Problem details:
Leave the images out, and otherwise write out each entry exactly.

Data for this exercise:
# # #
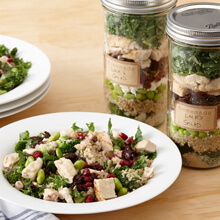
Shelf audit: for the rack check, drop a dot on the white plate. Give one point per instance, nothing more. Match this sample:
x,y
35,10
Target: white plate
x,y
167,164
26,99
37,74
27,105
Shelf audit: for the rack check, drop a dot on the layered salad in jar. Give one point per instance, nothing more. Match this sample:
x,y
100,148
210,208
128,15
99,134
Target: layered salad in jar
x,y
139,41
194,112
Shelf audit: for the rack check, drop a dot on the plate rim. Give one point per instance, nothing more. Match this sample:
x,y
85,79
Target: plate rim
x,y
14,94
105,204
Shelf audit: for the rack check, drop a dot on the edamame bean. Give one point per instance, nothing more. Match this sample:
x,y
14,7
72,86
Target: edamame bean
x,y
40,176
29,160
150,94
142,91
59,153
116,147
194,133
129,96
115,95
140,96
54,137
122,191
157,96
79,164
118,185
202,134
118,90
180,131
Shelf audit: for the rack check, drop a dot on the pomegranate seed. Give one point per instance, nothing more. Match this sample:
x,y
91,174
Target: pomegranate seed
x,y
123,136
124,163
89,198
86,172
111,175
88,184
129,141
37,154
87,178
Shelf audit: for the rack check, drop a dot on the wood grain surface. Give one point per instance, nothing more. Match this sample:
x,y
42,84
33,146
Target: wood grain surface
x,y
70,32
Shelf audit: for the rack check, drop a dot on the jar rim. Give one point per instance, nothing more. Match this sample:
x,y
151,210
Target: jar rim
x,y
195,23
139,6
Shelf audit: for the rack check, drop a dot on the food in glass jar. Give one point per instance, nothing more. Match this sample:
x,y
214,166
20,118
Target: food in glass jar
x,y
136,66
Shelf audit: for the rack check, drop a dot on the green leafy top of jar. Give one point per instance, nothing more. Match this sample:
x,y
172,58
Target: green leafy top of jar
x,y
147,31
194,60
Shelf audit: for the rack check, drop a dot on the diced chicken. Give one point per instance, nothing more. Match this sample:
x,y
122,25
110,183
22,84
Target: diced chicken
x,y
30,150
100,174
148,173
18,185
70,133
10,160
106,142
51,195
32,169
104,189
66,169
64,193
146,145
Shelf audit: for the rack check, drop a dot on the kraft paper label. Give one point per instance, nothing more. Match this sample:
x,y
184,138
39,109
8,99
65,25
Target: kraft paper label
x,y
122,72
194,117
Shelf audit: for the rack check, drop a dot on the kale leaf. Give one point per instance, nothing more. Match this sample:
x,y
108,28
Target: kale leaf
x,y
147,31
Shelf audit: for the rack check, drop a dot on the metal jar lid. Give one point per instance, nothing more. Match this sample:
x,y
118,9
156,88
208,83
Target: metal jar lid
x,y
139,6
195,23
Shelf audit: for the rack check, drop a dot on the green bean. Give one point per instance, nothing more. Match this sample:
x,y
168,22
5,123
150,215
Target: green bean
x,y
194,133
118,185
116,147
129,96
157,96
29,160
181,132
118,90
40,176
59,153
79,164
122,191
54,137
202,134
142,91
115,95
140,96
150,94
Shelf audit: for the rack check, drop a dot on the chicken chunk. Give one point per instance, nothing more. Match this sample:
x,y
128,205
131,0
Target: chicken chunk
x,y
32,169
146,145
104,189
10,160
66,169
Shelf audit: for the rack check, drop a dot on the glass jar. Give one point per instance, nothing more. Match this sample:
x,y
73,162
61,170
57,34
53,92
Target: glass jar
x,y
194,83
136,59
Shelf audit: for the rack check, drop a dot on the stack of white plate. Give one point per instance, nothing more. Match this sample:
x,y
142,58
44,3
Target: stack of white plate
x,y
35,85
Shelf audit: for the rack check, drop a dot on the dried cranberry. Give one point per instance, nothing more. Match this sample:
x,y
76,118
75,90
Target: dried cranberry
x,y
111,175
123,136
89,198
37,154
86,172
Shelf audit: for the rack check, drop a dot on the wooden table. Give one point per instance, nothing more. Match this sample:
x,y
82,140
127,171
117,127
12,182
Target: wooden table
x,y
71,34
# # #
Solution below:
Shelf audit: for the rack check, drop a dot on the white plate. Give one point per instance, nothing more. Match this sample:
x,y
35,10
Target: white plate
x,y
167,164
26,99
37,74
27,105
Shelf audit: for the rack check, drop a dot on the layered salad in jar. Give one point per instance, nothing more. Match this sample:
x,y
100,148
210,208
128,15
99,134
Target: layered salad in jar
x,y
139,41
194,112
Shelf audit: for the rack check, drop a dot on the plate rim. Give one point per instance, nothing more. Match this sample:
x,y
85,79
Target: plate rim
x,y
14,94
105,204
Shelf audit: for the rack check, drop a dot on the edamame bean. Give one point per instance, nothing more. Match this sample:
x,y
14,7
72,86
Target: edamame bean
x,y
40,176
29,160
150,94
142,91
59,153
116,147
194,133
129,96
115,95
140,96
54,137
122,191
157,96
79,164
118,185
202,134
118,90
180,131
Shelf audit: for the rack check, drop a dot on the pomegranate seed. Give one point per instance, nothing more. Match this sample:
x,y
91,174
Target: pomegranate seed
x,y
123,136
124,163
89,198
86,172
111,175
88,184
129,141
37,154
87,178
Shelf audit: for the rack check, drop a dot on the wood grain surface. Give one point per instance, nothing more. Match this sample:
x,y
42,84
33,146
Target: wood grain surface
x,y
70,32
Shelf audit: for the rack check, drop a dot on the jar rim. Give one point per instance, nothing more. Match this sample:
x,y
151,210
Target: jar rim
x,y
195,23
139,6
Shelf audit: for the rack check, drop a dot on the food in glass jar. Give one point per instance, nothing more. Match this sample:
x,y
214,166
20,118
Target: food in glass jar
x,y
136,66
Shelf audit: for the rack check, drop a dot on the green leafy top of jar. Give one point per instance, nothing more. Match this sample:
x,y
172,58
Target: green leafy top of jar
x,y
147,31
194,60
Shelf audit: for the rack check, drop a dot on the diced chicken. Give one point per instance, nothing more. Match this sample:
x,y
122,25
110,183
22,84
Target: diced chicken
x,y
30,150
100,174
148,173
18,185
70,133
10,160
106,142
51,195
32,169
104,189
66,169
64,193
146,145
Shelf audit: for the rack check, drop a dot on the kraft paper label. Give one point per instance, nothing more. Match this sample:
x,y
184,138
39,109
8,99
65,25
Target: kraft paper label
x,y
122,72
194,117
Shelf audit: for the rack check, drop a dot on the kale leaf. Give one point per instance, nothing more. Match this sample:
x,y
108,28
Target: kale leaf
x,y
147,31
Shelf audit: for the rack check, drop a dot on the metal jar lid. Give one point per instance, nothing more. Match this sample:
x,y
118,9
156,88
208,83
Target: metal jar lid
x,y
139,6
195,23
Shelf audit: for the rack check, drop a dot on the green bean. Give one point per instance, nothing more. Match this sample:
x,y
168,22
5,123
150,215
Target: green bean
x,y
194,133
118,185
116,147
129,96
157,96
29,160
181,132
118,90
40,176
59,153
79,164
122,191
54,137
202,134
142,91
115,95
140,96
150,94
Shelf audit: for the rack check, drop a dot on the chicken chunk. Give one point per instance, nothing more. Match this sample:
x,y
128,205
131,0
Target: chicken chunk
x,y
32,169
146,145
104,189
10,160
66,169
Shelf audit: for the rack check, drop a dot on the glass jar. Give one point per instance, nothing more. Match this sample:
x,y
73,162
61,170
57,34
53,92
Target: glass jar
x,y
194,83
136,59
Shelf audit: for the rack check, drop a dot on the stack of white plate. Give one point per instance, nothing more. Match this sample:
x,y
142,58
44,3
Target: stack of white plate
x,y
35,85
Shelf audit: for the rack check, drop a dot on the dried cranberry. Give one point per instance, nothing more. Match this sample:
x,y
76,118
75,90
Target: dried cranberry
x,y
111,175
123,136
89,198
37,154
86,172
Shelf audit: for the rack check, drop a dot on the wooden table. Give one point per instance, nothing more. Match this sample:
x,y
82,140
127,171
117,127
12,182
Target: wooden table
x,y
71,34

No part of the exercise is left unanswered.